**WHAT YOU WILL DO:** According to the post below on law firm size and banking consolidation, how many banks were there in 1995?

**DOCUMENT EXCERPT:**
Two
weeks ago
I posed the question, "Is there a natural
limit to the size of global law firms?," and I invited
you all to vote on various possible answers starting
with "No; like global accounting firms and banks, they
can grow to the sky," through "Yes; at some point the
proliferation of conflicts will become insuperable,"
and " Yes; it will simply become impossible to manage
such complex enterprises," and so forth.


I want to recap the results and offer some thoughts, but
first I want to blend this discussion thread with another
one that—I was about to say I "launched," but it’s
actually been more or less in continuous session—is
about the
analogy
, or lack thereof, between the emerging
structure of the legal industry, and the structure of the
financial services industry. 


In this I am greatly aided by a reader who is something
of a student of the banking industry, who writes as follows:

 Although consolidation has begun in the legal industry, there’s not
much of it yet and I think it will be very significant if it’s anything like
what happened in banking.  I do not know how many firms there are in total
in the US now compared to 5, 10 and 15 years ago but I will try to find this
out. I know there are about 1 million attorneys.


I know that the banking
industry generated about $100 to 120 BILLION in profits in 2005.  I do not
know the comparative number for all law firms in the US. Do
you?  I know I can calculate it for the top 200 firms and that would
probably be close.


I do have some
statistics from the banking industry on the number of banks over a 20 year
period:


1975                                                         
18,769


1984                                                         
14,483


1995                                                             
9,941


1998                                                             
8,817


2000                      
        8,357


2005                      
        7,600
 


So, in the 30 years
from 75 to 05 there was a 60% reduction in banks, and in the 10
years from 95 to 05 there was a reduction of 24%.


When you google
“consolidation in the US banking industry”, there are a
slew of references but when you google the same thing for the legal profession
or law firms, there’s almost nothing.

**RECORD EXCERPTS:**
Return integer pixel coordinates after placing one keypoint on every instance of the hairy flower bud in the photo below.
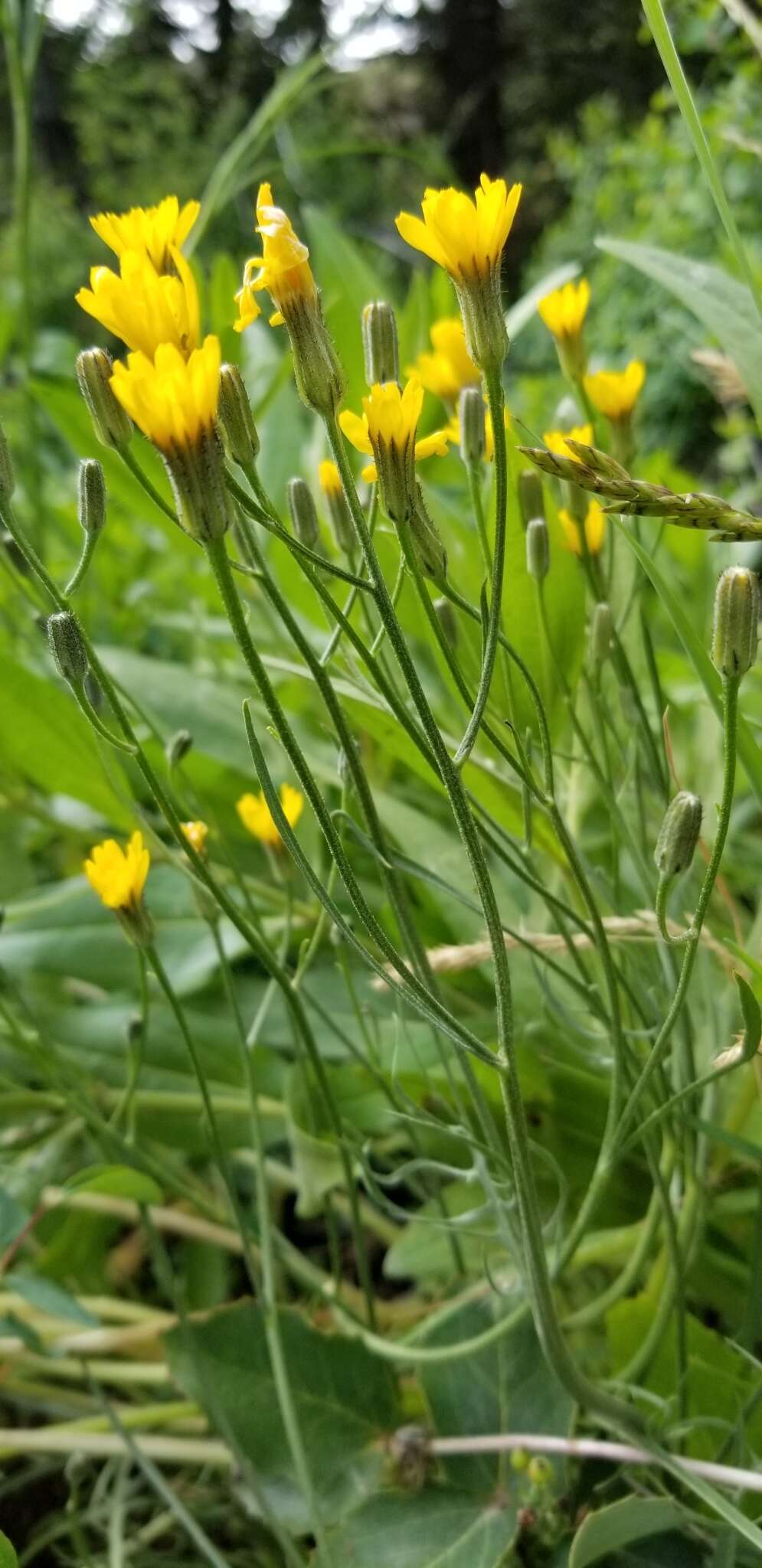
(91, 496)
(734, 637)
(380, 342)
(234, 417)
(601, 629)
(303, 511)
(678, 835)
(178, 746)
(68, 648)
(532, 501)
(7, 477)
(538, 549)
(113, 427)
(473, 423)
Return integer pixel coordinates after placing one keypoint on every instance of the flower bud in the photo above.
(734, 637)
(113, 427)
(68, 648)
(380, 344)
(447, 622)
(601, 629)
(338, 505)
(532, 501)
(303, 511)
(178, 746)
(91, 496)
(678, 835)
(7, 477)
(234, 417)
(538, 549)
(473, 422)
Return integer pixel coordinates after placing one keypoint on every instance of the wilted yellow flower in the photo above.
(119, 875)
(389, 427)
(145, 308)
(565, 309)
(453, 432)
(615, 393)
(468, 237)
(254, 814)
(449, 368)
(463, 236)
(594, 529)
(196, 835)
(157, 231)
(172, 399)
(283, 267)
(557, 439)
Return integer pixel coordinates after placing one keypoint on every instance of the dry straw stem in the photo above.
(642, 927)
(594, 471)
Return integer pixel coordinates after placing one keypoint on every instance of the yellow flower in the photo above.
(119, 875)
(463, 236)
(254, 814)
(594, 529)
(196, 835)
(283, 267)
(557, 439)
(173, 400)
(449, 368)
(157, 231)
(145, 308)
(453, 432)
(615, 393)
(565, 309)
(388, 427)
(329, 479)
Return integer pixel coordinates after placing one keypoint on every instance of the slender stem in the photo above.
(546, 1319)
(494, 387)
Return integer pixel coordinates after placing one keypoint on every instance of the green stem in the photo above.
(495, 400)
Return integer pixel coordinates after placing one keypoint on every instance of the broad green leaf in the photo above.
(750, 753)
(721, 305)
(437, 1527)
(46, 740)
(620, 1524)
(345, 1402)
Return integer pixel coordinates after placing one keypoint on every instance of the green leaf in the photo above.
(432, 1529)
(620, 1524)
(8, 1557)
(49, 1297)
(46, 740)
(748, 750)
(720, 303)
(345, 1402)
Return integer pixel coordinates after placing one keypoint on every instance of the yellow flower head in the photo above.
(196, 835)
(283, 267)
(119, 875)
(155, 231)
(565, 309)
(145, 308)
(254, 814)
(557, 439)
(463, 236)
(388, 427)
(615, 393)
(594, 529)
(449, 368)
(453, 432)
(172, 399)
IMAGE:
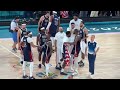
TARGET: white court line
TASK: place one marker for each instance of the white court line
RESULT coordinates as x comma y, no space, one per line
104,33
9,51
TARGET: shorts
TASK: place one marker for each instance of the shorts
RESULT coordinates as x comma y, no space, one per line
14,36
40,50
44,58
28,57
83,45
77,50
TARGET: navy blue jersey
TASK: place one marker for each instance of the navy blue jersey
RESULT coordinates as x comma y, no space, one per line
27,50
45,22
42,38
23,32
46,48
82,34
54,26
77,48
91,47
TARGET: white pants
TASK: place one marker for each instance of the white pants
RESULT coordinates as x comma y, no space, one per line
53,41
59,54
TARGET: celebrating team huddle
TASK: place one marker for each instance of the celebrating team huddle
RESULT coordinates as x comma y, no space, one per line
71,47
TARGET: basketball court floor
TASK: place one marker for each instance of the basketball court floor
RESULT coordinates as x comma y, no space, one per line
107,64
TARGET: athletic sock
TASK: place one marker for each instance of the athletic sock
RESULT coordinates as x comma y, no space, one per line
83,60
21,58
62,70
71,62
31,69
47,68
24,68
76,64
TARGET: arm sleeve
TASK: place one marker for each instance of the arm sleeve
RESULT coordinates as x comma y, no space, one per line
29,40
13,25
56,36
70,24
22,39
97,46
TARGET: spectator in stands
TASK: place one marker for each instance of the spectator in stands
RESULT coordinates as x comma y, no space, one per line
14,28
64,14
75,20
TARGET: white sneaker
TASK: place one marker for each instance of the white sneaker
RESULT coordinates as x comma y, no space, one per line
92,76
75,73
71,70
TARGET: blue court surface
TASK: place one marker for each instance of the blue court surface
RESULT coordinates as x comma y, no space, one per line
93,27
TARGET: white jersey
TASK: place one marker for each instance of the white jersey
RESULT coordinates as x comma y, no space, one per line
59,37
77,23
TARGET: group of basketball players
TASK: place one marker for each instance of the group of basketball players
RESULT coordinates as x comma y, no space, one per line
70,47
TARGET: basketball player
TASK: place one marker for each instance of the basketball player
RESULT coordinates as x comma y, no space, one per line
44,20
27,43
40,41
58,44
52,28
75,20
92,48
75,52
21,33
84,35
65,52
13,29
47,53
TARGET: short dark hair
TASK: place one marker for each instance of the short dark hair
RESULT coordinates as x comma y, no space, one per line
17,17
47,12
72,23
75,30
75,14
68,32
28,32
83,22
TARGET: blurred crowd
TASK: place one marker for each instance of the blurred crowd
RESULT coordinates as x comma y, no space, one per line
69,14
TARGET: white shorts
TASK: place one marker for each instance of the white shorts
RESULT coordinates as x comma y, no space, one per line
83,45
53,40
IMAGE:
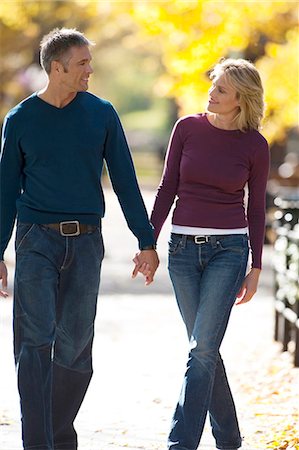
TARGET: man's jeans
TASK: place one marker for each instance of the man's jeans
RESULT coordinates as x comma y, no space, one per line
56,288
206,279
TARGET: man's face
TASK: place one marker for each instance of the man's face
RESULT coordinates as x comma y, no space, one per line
74,77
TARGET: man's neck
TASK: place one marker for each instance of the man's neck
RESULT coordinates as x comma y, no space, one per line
56,97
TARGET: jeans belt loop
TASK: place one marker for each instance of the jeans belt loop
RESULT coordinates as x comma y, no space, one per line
201,239
70,222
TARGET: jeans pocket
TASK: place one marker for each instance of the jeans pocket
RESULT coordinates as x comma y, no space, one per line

**TASK OUTPUT:** 9,941